*Quoted passage*
Sweetheart was the name given to a 5.1 m male saltwater crocodile (Crocodylus porosus) which Northern Territory folk legend claims was responsible for a series of attacks on boats in Australia in the 1970s.

== History ==
Sweetheart first rose to prominence around 1974 and was dubbed by locals as the "heavyweight champion" of Sweets Billabong—where he gets his name—in the Northern Territory's Finniss River, south west of Darwin. He frequently attacked outboard motors, dinghies, and fishing boats, but there is no known case of his attacking humans. In July 1979, Sweetheart was finally caught alive by a team from the Territory Parks and Wildlife Commission due to fears for human safety, but died while being transported when he became tangled with a log. The cause of death was later attributed to a slow drowning, probably due to being tranquilised with the sedative Flaxedil.

*Work to do*
In the passage about Sweetheart the crocodile, what was later given as the cause of his death?

(Source data)
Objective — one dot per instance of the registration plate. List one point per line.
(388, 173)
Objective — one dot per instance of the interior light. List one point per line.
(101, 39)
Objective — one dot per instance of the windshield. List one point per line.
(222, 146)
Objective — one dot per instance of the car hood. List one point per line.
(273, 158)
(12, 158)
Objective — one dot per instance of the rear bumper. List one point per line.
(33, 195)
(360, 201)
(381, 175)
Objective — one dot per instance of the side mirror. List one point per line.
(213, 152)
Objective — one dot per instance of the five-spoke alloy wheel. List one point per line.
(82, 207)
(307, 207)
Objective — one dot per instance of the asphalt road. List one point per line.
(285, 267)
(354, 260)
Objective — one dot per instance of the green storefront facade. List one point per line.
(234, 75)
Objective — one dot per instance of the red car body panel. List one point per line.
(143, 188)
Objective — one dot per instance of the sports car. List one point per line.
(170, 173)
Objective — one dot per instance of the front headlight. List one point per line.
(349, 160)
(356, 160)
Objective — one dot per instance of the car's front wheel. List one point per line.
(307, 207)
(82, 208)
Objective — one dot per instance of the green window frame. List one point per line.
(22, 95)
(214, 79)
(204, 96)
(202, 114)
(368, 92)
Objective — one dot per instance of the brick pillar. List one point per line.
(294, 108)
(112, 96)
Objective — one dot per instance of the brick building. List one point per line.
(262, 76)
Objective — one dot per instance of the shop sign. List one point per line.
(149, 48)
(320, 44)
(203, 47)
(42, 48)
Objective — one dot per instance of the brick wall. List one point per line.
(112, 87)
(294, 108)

*Response to this exercise*
A slow drowning, probably due to being tranquilised with the sedative Flaxedil.